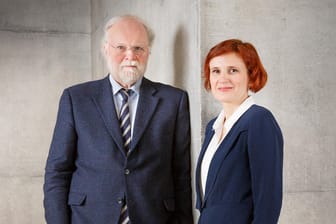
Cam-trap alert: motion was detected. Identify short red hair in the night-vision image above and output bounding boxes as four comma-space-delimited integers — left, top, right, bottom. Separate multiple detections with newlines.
203, 39, 267, 92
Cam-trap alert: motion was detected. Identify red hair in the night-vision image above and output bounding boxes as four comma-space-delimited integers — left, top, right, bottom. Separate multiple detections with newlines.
203, 39, 267, 92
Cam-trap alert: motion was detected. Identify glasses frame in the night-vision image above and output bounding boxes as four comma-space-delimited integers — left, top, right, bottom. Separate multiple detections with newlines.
107, 42, 148, 56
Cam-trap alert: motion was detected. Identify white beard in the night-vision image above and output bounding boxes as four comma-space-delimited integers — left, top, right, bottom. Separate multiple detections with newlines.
119, 69, 142, 85
107, 62, 145, 86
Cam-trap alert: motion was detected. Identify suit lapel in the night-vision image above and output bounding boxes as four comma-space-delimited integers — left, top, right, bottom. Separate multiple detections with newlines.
92, 76, 125, 154
131, 78, 159, 153
195, 125, 215, 209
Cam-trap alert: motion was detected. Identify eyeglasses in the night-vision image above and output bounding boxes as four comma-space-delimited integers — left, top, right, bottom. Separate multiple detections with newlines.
107, 42, 147, 56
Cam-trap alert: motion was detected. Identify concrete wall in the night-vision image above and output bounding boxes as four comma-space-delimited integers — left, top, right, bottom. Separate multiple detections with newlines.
0, 0, 91, 224
0, 0, 336, 224
200, 0, 336, 224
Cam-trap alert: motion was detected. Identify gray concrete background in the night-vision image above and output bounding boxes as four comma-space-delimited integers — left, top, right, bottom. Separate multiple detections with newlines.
0, 0, 336, 224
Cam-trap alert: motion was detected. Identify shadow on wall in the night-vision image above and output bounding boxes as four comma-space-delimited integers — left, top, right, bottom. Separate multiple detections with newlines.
173, 25, 187, 89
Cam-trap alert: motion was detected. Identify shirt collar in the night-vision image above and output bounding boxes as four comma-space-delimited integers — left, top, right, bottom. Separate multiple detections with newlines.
109, 74, 142, 95
212, 96, 255, 136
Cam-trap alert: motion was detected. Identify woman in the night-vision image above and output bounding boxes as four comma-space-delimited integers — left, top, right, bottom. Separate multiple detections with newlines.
196, 39, 283, 224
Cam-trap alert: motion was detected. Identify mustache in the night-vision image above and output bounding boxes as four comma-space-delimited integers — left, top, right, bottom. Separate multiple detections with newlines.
120, 61, 139, 67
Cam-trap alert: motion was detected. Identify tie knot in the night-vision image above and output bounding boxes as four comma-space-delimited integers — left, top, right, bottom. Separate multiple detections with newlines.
119, 89, 132, 101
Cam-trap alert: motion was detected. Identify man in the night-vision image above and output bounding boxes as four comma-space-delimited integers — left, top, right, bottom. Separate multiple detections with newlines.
44, 16, 193, 224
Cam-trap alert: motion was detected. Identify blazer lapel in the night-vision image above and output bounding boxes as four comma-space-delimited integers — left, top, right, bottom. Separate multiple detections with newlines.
92, 76, 125, 154
195, 122, 215, 209
130, 78, 159, 153
204, 121, 247, 201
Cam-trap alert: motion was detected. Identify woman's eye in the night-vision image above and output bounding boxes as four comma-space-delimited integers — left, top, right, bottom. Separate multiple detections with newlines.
211, 69, 220, 74
229, 68, 238, 73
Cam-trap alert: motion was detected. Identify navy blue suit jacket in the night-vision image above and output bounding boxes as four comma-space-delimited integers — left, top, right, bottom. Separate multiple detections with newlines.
196, 105, 283, 224
44, 77, 193, 224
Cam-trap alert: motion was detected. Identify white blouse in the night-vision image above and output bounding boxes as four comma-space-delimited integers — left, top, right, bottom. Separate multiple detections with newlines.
200, 96, 255, 198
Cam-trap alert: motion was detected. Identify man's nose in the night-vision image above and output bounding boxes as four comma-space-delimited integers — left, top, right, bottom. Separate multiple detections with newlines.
125, 48, 136, 60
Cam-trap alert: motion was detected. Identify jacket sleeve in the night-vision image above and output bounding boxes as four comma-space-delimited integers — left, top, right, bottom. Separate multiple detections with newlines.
43, 90, 77, 224
248, 112, 283, 224
173, 92, 193, 224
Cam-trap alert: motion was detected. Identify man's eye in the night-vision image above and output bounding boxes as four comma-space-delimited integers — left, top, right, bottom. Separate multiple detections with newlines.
229, 68, 238, 73
116, 45, 126, 51
133, 46, 144, 52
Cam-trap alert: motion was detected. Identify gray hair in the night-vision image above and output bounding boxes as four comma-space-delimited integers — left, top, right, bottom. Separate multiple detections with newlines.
102, 15, 155, 47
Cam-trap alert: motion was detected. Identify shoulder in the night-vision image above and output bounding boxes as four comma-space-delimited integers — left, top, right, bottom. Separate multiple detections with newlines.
246, 105, 275, 122
66, 78, 105, 92
142, 78, 187, 96
63, 77, 111, 97
245, 105, 280, 131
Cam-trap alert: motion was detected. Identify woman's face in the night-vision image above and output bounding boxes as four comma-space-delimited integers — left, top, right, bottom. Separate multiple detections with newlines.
209, 53, 249, 106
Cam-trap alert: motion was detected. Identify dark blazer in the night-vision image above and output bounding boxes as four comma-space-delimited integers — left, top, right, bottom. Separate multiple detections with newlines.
196, 105, 283, 224
44, 77, 193, 224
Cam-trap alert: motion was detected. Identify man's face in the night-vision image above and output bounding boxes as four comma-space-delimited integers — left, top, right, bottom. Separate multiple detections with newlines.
104, 18, 150, 88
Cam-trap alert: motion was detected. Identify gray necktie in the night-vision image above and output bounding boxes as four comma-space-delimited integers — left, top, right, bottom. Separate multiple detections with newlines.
119, 89, 132, 224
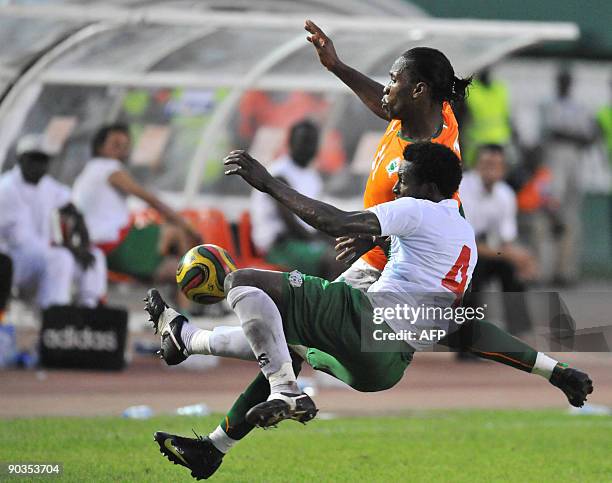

-*-

GOAL: Reproduce all of the material above with "night-vision" swapped for "infrared" at every occurrence and nothing else changed. Omit the pictures.

TASK SOLUTION:
Cam-trap alert: motion was detected. Identify short red hair in the infrared image above and output bounding boxes as four comma-space-delimited integers — left, top, right, bottom. Separate multiple detections with newlines.
203, 39, 267, 92
Cam-trap alert: motion was detected. Identify red hair in the infrared image above and output bounding boxes as four comma-space-delimited integers — left, top, right, bottom. Separate multiple detections with newlines.
203, 39, 267, 92
Cam-trap alert: motion was detected. Identify glasses frame in the infrared image above and output bounding boxes as four comma-space-delimited integers — left, top, right, bottom. Separate multiple detections with newlines.
107, 42, 148, 56
Cam-trap alert: motion was detected. Identify white beard in the infrared image above and output bounding boxes as four comma-space-delimited integers — left, top, right, bottom. Separate multiple detections with newlines.
119, 69, 142, 85
107, 62, 145, 86
Cam-trap alert: motion was detected. Identify suit lapel in the infrared image above and output bounding boxes as four comma-space-delimited integers — left, top, right, bottom. Separate multiple detections with newlines.
92, 76, 125, 154
131, 78, 159, 153
195, 125, 215, 209
Cam-trap alert: motion was detected. Identify eyeglasses in the infrared image above and output bounding boxes as four comma-space-delimited integers — left, top, right, bottom. Separate multiple detections with newlines.
107, 42, 147, 56
Cam-trap alert: motion was detected. Identify concrete wall in the infrared image above and output bounding boxes as four comma-space-delimited integers — left, top, right, bottom. Separate multiple detections with newlines.
0, 0, 91, 224
0, 0, 336, 224
200, 0, 336, 224
Cam-trap alert: motion was detected. Identify gray concrete background in the infrared image above and output bounding boxes as four comma-space-delimited integers — left, top, right, bottom. Separate multiple detections with newlines.
0, 0, 336, 224
Cam-trap alert: motion was detected. Identify shadow on wall in the infrared image above and output bounding boxes as four comma-space-delimited integers — left, top, right, bottom. Separate multiple detections with newlines.
173, 25, 187, 89
Cam-trap alert: motion was detected. Identify shirt collar in the infrared image above and output bounding boxes as four comma-space-delimited integers — left, top, right, bottom. Separate multiple detections with newlines.
109, 74, 142, 95
212, 96, 255, 136
Cam-trap alert: motion was detected. Identify woman in the infrared image above and output bounding boxes as four comma-space-delimited integers — left, top, right, bottom. Separate multiple detections with newlines.
196, 39, 283, 224
Cam-trap alert: motion was detected. Identify mustache in the infrared image above and output bounding boxes as four comma-space-delimited integers — left, top, right, bottom. Separate multiple detections with newlines.
120, 61, 139, 67
Cam-trap alert: motion was detected. Identify tie knot in the infrared image above and output bounding boxes as four comma-space-delimited integers — left, top, right, bottom. Separate multiple detections with newlines.
119, 89, 132, 101
Cam-trap alert: motion was detected. Identify man in the infrared image above and output bounding boxes as four comma-space-delimited integers — left, top, right, bottom. Separate multiple detections with newlines.
44, 16, 193, 224
Cam-trap alert: motion was detected. Identify blazer lapel in the infrared image above and output bounding boxes as four comma-space-delimited integers — left, top, right, bottom. Separate multiple detections with newlines.
92, 76, 125, 154
195, 122, 215, 209
130, 78, 159, 153
204, 121, 247, 201
Cam-trap alert: motion was detected. Identify woman's eye in the infrared image above and output bounding boxes as four comma-space-delimited integers — left, top, right, bottom. Separate multiple detections with newlines.
211, 69, 220, 74
229, 68, 238, 73
Cam-trap alert: motion was detected. Identify navy blue suit jacket in the infrared image above and output bounding boxes as four comma-space-delimited integers — left, top, right, bottom. Separate multiple detections with newlines.
196, 105, 283, 224
44, 77, 193, 224
Cam-trap alert: motion was detected. Identify white blouse in the infrared image above and output bounding boxes as four comma-space-delimited integers — left, top, right, bottom. Separate multiple detections with newlines.
200, 96, 255, 198
Cam-trap alert: motion was detected. Identify man's nose in the infrared image above and output bounding boxes as four comma-space-delimited integers — left, top, right, bottom. Separate multiple detections with newlines.
125, 48, 136, 60
Cam-trap alert: motion was detected. Identify jacket sleeve in the infrared image above and output bounding boxes as four comma-space-delimited integers — left, top, right, bottom. Separate multiple detections with newlines.
43, 90, 77, 224
248, 112, 283, 224
173, 92, 193, 224
Cam-trap alert: motion was detected. Identify man's eye in the infrared image above and output bounding boxes as four comma-space-delimited integers — left, top, right, bottom. Separate multiple detections with newlines.
229, 68, 238, 73
116, 45, 126, 51
133, 46, 144, 52
Cam-trap alert: motion was detected. Identify gray hair in the infrared image above and output bounding boxes as four comma-space-delimited integers — left, top, right, bottom. Separate multiple detections with newlines.
102, 15, 155, 47
Cam-trap alert: motion was detected. Identify shoulder in the infrared image above and output bounding boxes as four comma-space-delimited integers — left, top, right, bottom. Separate multiple detections with newlines.
246, 105, 275, 122
66, 78, 105, 92
142, 78, 187, 96
63, 77, 111, 97
245, 105, 280, 131
Cam-trap alert: motion was detected. Identify woman's face in the infrared image above and output bounding boxes as four comma-space-delimited integers — left, top, right, bottom. Separate multiple detections with newlines.
209, 53, 249, 106
Cam-trap alert: motion was detected. Identify dark blazer in the infrared image above and output bounding boxes as four comma-space-delimited integers — left, top, right, bottom. Separate multiple detections with newlines.
196, 105, 283, 224
44, 77, 193, 224
Cam-trap alert: motion was detected. Identify man's face in the infrared image above and output bounding boxes as four comma-space-delimited integers — left, top, right, bottom. Separate multiple detections with newlines.
104, 18, 150, 88
Cam-trap alert: motion was detected. Identify gray necktie in the infrared image above and output bounding boxes as four comma-space-delimited integers — left, top, right, bottom. Separate multiple detections with newlines.
119, 89, 132, 224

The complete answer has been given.